Dataset rows:
====================

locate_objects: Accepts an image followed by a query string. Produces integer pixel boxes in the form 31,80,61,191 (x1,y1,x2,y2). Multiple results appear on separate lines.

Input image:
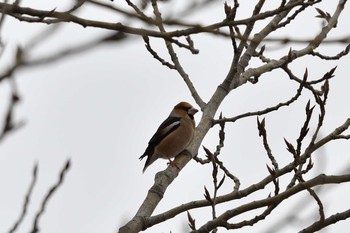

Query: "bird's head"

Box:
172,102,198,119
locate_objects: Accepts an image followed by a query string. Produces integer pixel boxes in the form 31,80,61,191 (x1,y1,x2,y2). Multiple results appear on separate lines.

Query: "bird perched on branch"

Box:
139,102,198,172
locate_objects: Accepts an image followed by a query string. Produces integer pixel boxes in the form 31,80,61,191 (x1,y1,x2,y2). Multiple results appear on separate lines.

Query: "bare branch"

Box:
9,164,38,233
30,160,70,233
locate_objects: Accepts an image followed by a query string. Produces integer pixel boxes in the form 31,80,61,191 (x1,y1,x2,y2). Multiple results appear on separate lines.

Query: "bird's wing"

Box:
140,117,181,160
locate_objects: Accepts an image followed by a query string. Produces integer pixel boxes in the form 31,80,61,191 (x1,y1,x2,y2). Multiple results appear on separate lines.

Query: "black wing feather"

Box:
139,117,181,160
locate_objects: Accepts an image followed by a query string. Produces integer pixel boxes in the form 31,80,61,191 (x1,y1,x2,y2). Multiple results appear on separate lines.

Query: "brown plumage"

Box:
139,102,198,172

====================

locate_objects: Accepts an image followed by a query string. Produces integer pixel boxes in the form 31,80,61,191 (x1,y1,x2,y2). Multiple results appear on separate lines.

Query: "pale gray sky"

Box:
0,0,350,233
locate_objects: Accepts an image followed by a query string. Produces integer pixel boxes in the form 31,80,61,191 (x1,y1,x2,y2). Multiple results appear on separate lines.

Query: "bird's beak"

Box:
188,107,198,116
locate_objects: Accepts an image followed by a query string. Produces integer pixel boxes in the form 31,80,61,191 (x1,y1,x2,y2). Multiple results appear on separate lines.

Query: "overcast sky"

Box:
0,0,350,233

====================

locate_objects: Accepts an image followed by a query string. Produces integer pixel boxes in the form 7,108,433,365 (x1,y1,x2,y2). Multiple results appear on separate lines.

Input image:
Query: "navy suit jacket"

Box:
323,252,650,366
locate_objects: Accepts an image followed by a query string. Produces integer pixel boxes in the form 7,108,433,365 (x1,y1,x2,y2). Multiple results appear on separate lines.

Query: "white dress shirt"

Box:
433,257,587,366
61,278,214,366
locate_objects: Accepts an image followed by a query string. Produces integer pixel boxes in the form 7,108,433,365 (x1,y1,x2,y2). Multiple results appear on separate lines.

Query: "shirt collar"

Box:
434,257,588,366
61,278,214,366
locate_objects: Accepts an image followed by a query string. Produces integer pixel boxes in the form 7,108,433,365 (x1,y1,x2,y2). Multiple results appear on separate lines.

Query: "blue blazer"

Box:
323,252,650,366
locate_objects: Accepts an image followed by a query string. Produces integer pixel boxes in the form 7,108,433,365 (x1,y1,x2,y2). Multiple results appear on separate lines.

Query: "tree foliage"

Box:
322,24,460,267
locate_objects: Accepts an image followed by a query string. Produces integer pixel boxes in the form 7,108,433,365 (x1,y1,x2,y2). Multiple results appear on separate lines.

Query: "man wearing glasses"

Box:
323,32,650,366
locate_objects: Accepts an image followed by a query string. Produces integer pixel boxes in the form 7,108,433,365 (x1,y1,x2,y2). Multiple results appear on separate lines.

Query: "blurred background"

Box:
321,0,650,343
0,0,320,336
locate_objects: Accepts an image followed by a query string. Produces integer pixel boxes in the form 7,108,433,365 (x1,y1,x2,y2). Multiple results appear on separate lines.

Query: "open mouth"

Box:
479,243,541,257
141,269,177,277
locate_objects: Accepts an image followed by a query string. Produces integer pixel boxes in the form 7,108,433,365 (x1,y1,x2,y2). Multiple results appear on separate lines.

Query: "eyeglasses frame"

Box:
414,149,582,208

====================

**STATED TASK**.
Find each line in the entries above that contains the string "bird" and copy it out. Matching is case-sensitive.

**RESULT OF THE EXERCISE**.
Query: "bird's head"
Query: "bird perched on branch"
Query: "bird's wing"
Query: "bird's beak"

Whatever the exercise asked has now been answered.